===== TEXTAUSZUG =====

Die weitere Beschwerde der Beteiligten zu 2) gegen den Beschluss der 6. Zivilkammer des Landgerichts Wuppertal vom 03.07.2008 wird kostenfällig zurückgewiesen.

Gründe:

I.

In der fraglichen Urkunde hat der Beteiligte zu 1) ein Grundstückskaufvertragsangebot beurkundet, welches sich an die Beteiligte zu 2) richtete. Das Vertragsangebot sollte unbefristet laufen mit der Möglichkeit der Veräußerin, ab 31.01.2009 eine Monatsfrist zur Ablehnung zu setzen. Außerdem verpflichtete sich die Beteiligte zu 2), das Vertragsangebot abzulehnen, wenn das bezweckte Ziel nicht erreicht oder nicht mehr verfolgt wird, das nach dem Inhalt der erteilten Vollmachten der baurechtlichen Vorprüfung zur Erlangung einer Baugenehmigung zur Errichtung eines Geschäftshauses zum Betrieb eines Lebensmittelmarktes dienen sollte. Die Veräußerin bewilligte die Eintragung einer Vormerkung. Diese sollte vereinbarungsgemäß unverzüglich dann zu löschen sein, wenn die Vertragsannahme nicht (mehr) in Betracht kommt. Für diesen Fall bewilligte die Beteiligte zu 2) bereits jetzt die Löschung der Auflassungsvormerkung. Überdies sollte die Beteiligte zu 2) die Kosten des Angebots sowie alle sonstigen Kosten tragen.

===== DATEN DER ÜBUNG =====

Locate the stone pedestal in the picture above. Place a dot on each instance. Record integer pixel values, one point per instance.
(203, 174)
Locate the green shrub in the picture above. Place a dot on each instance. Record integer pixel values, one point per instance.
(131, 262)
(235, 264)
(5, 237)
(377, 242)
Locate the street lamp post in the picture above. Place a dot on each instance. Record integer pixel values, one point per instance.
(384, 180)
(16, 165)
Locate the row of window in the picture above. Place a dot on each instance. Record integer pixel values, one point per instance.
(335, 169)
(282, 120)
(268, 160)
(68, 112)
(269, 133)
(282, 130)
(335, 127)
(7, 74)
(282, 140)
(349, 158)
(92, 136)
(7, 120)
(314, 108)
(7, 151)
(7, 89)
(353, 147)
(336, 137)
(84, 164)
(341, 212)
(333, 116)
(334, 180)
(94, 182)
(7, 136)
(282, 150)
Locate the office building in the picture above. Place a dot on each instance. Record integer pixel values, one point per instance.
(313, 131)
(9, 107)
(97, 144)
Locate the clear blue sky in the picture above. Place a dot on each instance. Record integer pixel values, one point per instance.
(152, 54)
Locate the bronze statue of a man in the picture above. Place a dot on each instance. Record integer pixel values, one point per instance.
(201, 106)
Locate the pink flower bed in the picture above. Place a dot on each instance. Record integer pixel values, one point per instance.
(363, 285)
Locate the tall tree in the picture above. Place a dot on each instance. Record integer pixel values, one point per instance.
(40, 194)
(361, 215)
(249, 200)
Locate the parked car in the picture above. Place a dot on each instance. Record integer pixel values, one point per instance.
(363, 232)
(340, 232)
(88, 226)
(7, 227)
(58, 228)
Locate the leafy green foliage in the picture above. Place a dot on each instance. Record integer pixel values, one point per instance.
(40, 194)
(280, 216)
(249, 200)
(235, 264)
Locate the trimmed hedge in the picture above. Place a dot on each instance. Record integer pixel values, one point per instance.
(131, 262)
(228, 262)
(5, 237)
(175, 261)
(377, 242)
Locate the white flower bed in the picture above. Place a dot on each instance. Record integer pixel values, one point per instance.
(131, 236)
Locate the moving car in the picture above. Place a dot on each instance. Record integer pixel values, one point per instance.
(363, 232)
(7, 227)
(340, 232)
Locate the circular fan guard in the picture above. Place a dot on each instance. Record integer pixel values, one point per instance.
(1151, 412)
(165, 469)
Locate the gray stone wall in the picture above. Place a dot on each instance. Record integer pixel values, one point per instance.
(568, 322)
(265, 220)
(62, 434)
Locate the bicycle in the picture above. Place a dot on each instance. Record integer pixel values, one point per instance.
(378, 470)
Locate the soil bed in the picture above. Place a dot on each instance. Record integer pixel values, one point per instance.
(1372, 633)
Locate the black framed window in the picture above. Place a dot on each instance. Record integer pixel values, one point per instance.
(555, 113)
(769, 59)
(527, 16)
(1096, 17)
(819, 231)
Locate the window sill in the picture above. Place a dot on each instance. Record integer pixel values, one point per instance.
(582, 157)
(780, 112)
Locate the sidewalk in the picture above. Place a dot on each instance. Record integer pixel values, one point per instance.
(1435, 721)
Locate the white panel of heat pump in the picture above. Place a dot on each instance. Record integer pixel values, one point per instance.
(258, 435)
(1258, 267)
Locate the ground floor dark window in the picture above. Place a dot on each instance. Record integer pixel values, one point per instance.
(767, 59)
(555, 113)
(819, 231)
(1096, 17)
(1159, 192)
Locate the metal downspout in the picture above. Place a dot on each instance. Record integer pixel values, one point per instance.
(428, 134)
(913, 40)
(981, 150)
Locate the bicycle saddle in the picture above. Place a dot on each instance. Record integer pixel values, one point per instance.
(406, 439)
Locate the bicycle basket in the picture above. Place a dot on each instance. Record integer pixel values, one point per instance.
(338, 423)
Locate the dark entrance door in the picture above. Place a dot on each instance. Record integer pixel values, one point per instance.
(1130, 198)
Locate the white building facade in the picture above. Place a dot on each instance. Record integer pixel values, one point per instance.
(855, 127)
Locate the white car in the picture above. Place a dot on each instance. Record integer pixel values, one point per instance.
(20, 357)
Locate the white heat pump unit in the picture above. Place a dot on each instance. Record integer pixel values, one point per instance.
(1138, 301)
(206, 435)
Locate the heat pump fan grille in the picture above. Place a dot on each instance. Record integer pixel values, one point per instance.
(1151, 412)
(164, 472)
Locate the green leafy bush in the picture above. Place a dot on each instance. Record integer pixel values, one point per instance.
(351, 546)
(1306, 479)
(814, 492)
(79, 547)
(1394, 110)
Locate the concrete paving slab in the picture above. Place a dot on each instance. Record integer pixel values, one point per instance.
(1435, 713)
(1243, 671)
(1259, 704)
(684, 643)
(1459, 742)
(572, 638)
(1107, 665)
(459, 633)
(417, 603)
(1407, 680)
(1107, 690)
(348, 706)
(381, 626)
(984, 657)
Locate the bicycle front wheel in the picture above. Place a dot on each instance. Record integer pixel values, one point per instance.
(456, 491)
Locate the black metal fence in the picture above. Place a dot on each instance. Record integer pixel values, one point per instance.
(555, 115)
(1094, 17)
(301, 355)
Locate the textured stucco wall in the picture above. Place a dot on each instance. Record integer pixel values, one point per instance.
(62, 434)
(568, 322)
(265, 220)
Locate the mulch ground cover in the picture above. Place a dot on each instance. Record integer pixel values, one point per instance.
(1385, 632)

=====

SCHRIFTLICHE AUFGABEN>
• 1. Kannst du den Abschnitt des Textauszugs, beginnend bei „Die weitere Beschwerde“ und endend bei „wird kostenfällig zurückgewiesen.“, neu schreiben und dabei „Wuppertal“ durch „Düsseldorf“ ersetzen?
• 2. Kannst du aus den Datensätzen nur die Zeilen wortgetreu wiedergeben, die bei der Zeile mit „Locate the leafy“ beginnen und bei der Zeile mit „(1435, 721)“ enden, beide Zeilen eingeschlossen?

ANTWORTEN JE AUFGABE>
• 1.
Die weitere Beschwerde der Beteiligten zu 2) gegen den Beschluss der 6. Zivilkammer des Landgerichts Düsseldorf vom 03.07.2008 wird kostenfällig zurückgewiesen.

• 2.
Locate the leafy green foliage in the picture above. Place a dot on each instance. Record integer pixel values, one point per instance.
(40, 194)
(280, 216)
(249, 200)
(235, 264)
Locate the trimmed hedge in the picture above. Place a dot on each instance. Record integer pixel values, one point per instance.
(131, 262)
(228, 262)
(5, 237)
(175, 261)
(377, 242)
Locate the white flower bed in the picture above. Place a dot on each instance. Record integer pixel values, one point per instance.
(131, 236)
Locate the moving car in the picture above. Place a dot on each instance. Record integer pixel values, one point per instance.
(363, 232)
(7, 227)
(340, 232)
Locate the circular fan guard in the picture above. Place a dot on each instance. Record integer pixel values, one point per instance.
(1151, 412)
(165, 469)
Locate the gray stone wall in the picture above. Place a dot on each instance. Record integer pixel values, one point per instance.
(568, 322)
(265, 220)
(62, 434)
Locate the bicycle in the picture above. Place a dot on each instance. Record integer pixel values, one point per instance.
(378, 470)
Locate the soil bed in the picture above. Place a dot on each instance. Record integer pixel values, one point per instance.
(1372, 633)
Locate the black framed window in the picture above. Place a dot on each instance. Record integer pixel values, one point per instance.
(555, 113)
(769, 59)
(527, 16)
(1096, 17)
(819, 231)
Locate the window sill in the picture above. Place a dot on each instance. Record integer pixel values, one point per instance.
(582, 157)
(780, 112)
Locate the sidewalk in the picture above. Place a dot on each instance. Record integer pixel values, one point per instance.
(1435, 721)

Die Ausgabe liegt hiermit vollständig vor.